■ Tâches à réaliser ■
1/ Recopiez le passage du texte sur la restauration des livres brochés, de « Conservation/restauration de livres brochés » à « notre patrimoine écrit. ».
2/ D'après le texte sur la restauration des livres brochés, pourquoi le concept éditorial du broché souple a-t-il été développé dès ses origines ?

■ Extrait fourni ■
Conservation/restauration de livres brochés (1)

     Le premier type d’ouvrages dont la conservation/restauration m’a été enseignée est le broché souple.
     Nous côtoyons tous les jours ces livres anciens ou récents aux couvertures souples souvent très dégradés ou rapidement abîmés. Ce concept éditorial, héritier des reliures souples en parchemin, a été développé dès ses origines, non pour sa solidité mais pour son moindre coût.

     Souvent anciennement présentés comme des « reliures d’attente » (dans l’attente d’être confiées à un relieur), ces livres n'en ont pas pour autant perdu leur aspect et leur structure d'origine et n’en constituent pas moins aujourd’hui une des plus grandes parts de notre patrimoine écrit.

     Du fait de leur prix peu élevé, de leur présentation moins travaillée et pour la plupart d’entre eux de leur grand nombre, ces livres sont souvent déconsidérés et on ne pense pas toujours à préserver ce patrimoine. Pourtant certains sont plus rares que d’autres et méritent la mise en œuvre de procédures de conservation/restauration.
     Si quelques-uns seront préservés en l’état dans des boîtes de conservation, d’autres, dont on voudra notamment préserver la consultation pourront être restaurés.
     Il existe des procédures applicables aux différents types de réalisations techniques artisanales ou industrielles existantes (même si encore une fois, les interventions sont dictées par le document).
     Il faut généralement intervenir sur deux structures qui demandent chacune un ensemble de procédures propres : la couverture d’une part et le bloc livre d’autre part. Dans l'ensemble, il est souvent nécessaire de passer par diverses étapes de nettoyage, de restructuration, de reconfection de couture, de réparation de déchirure, de comblage, d'estompage etc.
     Lorsque l'ensemble de ces actions est achevé, les résultats obtenus peuvent parfois être surprenants.

     Voici quelques exemples de livres brochés souples restaurés au cours de ma formation et en-dehors. Pour m'exercer, certaines de ces reliures ont été restaurées au-delà de ce qu'elles réclamaient (Cf. Poulbot).

Etui de protection




Avant

Après

Conservation/restauration de livres du XVIIIème siècle (1)

        Je tiens à présenter dans ce point l'exemple de ce que peut être la restauration complète d'un livre du XVIIIème siècle "exagérément" dégradé. Un ouvrage semblable, sans valeur particulière et qui aurait subi autant de déprédations, ne mériterait pas que l'on développe le moindre protocole de restauration. On se contenterait ici d'améliorer son état de conservation et son mode de stockage (par la réalisation d'une boîte de conservation) tout en préconisant la limitation des consultations. Mais j'ai eu l'occasion de développer l'intégralité de la procédure de restauration de cet ouvrage au cours de ma formation. Il s'agit donc d'un exercice et d'un très bon exemple de ce qu'il est possible de réaliser à partir d'un ouvrage très abîmé.

■ Extrait de données ■

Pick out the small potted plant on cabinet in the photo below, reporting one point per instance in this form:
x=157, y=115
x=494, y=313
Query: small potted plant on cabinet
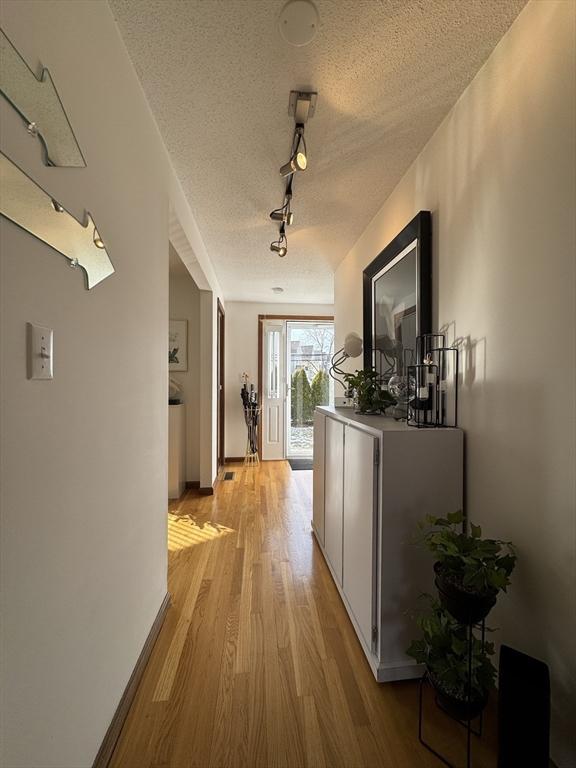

■ Réponses rédigées ■
1/
Conservation/restauration de livres brochés (1)

     Le premier type d’ouvrages dont la conservation/restauration m’a été enseignée est le broché souple.
     Nous côtoyons tous les jours ces livres anciens ou récents aux couvertures souples souvent très dégradés ou rapidement abîmés. Ce concept éditorial, héritier des reliures souples en parchemin, a été développé dès ses origines, non pour sa solidité mais pour son moindre coût.

     Souvent anciennement présentés comme des « reliures d’attente » (dans l’attente d’être confiées à un relieur), ces livres n'en ont pas pour autant perdu leur aspect et leur structure d'origine et n’en constituent pas moins aujourd’hui une des plus grandes parts de notre patrimoine écrit.

2/ Pour son moindre coût, et non pour sa solidité.